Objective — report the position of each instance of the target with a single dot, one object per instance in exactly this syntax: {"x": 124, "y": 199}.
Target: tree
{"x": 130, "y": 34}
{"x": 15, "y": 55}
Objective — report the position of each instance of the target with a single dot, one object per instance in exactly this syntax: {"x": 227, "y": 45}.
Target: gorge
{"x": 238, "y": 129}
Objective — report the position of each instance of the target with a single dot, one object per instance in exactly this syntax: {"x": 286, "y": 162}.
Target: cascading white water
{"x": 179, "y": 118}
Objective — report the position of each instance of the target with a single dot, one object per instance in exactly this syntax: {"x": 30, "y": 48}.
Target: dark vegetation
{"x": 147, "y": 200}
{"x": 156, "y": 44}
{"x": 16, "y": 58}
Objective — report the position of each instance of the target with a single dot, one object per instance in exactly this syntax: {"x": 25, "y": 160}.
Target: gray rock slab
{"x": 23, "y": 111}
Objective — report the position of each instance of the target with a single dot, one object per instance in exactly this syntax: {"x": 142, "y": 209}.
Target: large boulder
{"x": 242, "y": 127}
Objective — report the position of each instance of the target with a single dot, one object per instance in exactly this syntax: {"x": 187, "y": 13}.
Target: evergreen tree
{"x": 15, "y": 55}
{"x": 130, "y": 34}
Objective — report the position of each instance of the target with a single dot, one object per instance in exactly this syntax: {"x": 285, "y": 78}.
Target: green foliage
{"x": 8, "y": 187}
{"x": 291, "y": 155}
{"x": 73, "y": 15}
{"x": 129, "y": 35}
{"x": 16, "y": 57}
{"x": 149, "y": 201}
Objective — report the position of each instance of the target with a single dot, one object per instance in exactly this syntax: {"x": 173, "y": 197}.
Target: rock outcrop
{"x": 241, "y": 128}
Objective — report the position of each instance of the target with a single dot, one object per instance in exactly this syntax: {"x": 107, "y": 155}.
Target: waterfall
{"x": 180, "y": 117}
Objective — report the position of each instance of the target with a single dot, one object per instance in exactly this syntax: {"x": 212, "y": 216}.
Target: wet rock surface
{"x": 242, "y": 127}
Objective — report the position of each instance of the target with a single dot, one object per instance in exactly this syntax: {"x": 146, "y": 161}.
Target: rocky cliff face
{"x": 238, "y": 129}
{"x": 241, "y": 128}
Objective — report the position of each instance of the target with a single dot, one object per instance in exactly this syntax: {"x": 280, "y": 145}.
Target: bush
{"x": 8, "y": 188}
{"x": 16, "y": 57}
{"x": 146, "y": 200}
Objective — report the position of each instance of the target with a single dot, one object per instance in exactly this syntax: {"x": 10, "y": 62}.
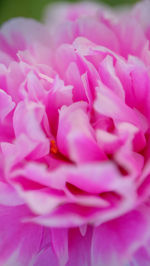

-----

An unchanged copy of the data, images excluded, is all that should be given.

Exercise output —
Objective — report the position of each instance of the target with a single dot, one object per instance in exactly this syntax: {"x": 124, "y": 199}.
Target: tree
{"x": 130, "y": 34}
{"x": 15, "y": 55}
Objective — report the position of each instance of the target with a single dot, one object per instance in exactly this syntax: {"x": 227, "y": 45}.
Target: gorge
{"x": 238, "y": 129}
Objective — report the position of each instance of the target with a single dot, one object per instance in exactly this syntax: {"x": 286, "y": 162}.
Target: cascading white water
{"x": 179, "y": 118}
Objective — report the position of each instance of the target with a single dot, one object per instance in exactly this syntax: {"x": 30, "y": 48}.
Target: dark vegetation
{"x": 147, "y": 200}
{"x": 156, "y": 44}
{"x": 16, "y": 58}
Objective — report the position of each instance of the target with a single dot, one object per instance in exactly this syntax: {"x": 25, "y": 160}.
Target: gray rock slab
{"x": 23, "y": 111}
Objective — report the position of each instance of the target with a single dot, one object per instance in exactly this syntax: {"x": 142, "y": 209}.
Target: large boulder
{"x": 242, "y": 127}
Objective — report the position of each instance of the target with a single dot, one object per instance in exactly this syntax: {"x": 187, "y": 13}.
Target: evergreen tree
{"x": 15, "y": 55}
{"x": 130, "y": 34}
Objective — report the position of each instance of the target with a single dot, one object per instance in exactly this syntax: {"x": 285, "y": 78}.
Target: green foliage
{"x": 8, "y": 187}
{"x": 291, "y": 155}
{"x": 73, "y": 15}
{"x": 129, "y": 35}
{"x": 16, "y": 57}
{"x": 149, "y": 201}
Objective — report the position of each instance of the target with a single dot, one object per instance in exactly this syntax: {"x": 173, "y": 197}.
Target: rock outcrop
{"x": 241, "y": 128}
Objective — report the position of each instance of the target with a single dot, one object per instance in exactly this syntax: {"x": 107, "y": 155}.
Target: waterfall
{"x": 180, "y": 117}
Objective — report the position of each instance of the target with a single dot, one object per instance in exactly this syntax: {"x": 212, "y": 216}.
Target: wet rock surface
{"x": 242, "y": 127}
Objective — report the position of each instance of the target with a single dot, one object per instance in exactly this syntax: {"x": 146, "y": 161}.
Target: rocky cliff face
{"x": 238, "y": 129}
{"x": 241, "y": 128}
Objective — report the position of each instance of the target with a single dot, one object per instance in exactly this syntax: {"x": 280, "y": 145}.
Target: bush
{"x": 8, "y": 188}
{"x": 16, "y": 57}
{"x": 146, "y": 200}
Objective — report the position of each instance of the target with a single dot, one object per instance in exactly this syntax: {"x": 10, "y": 62}.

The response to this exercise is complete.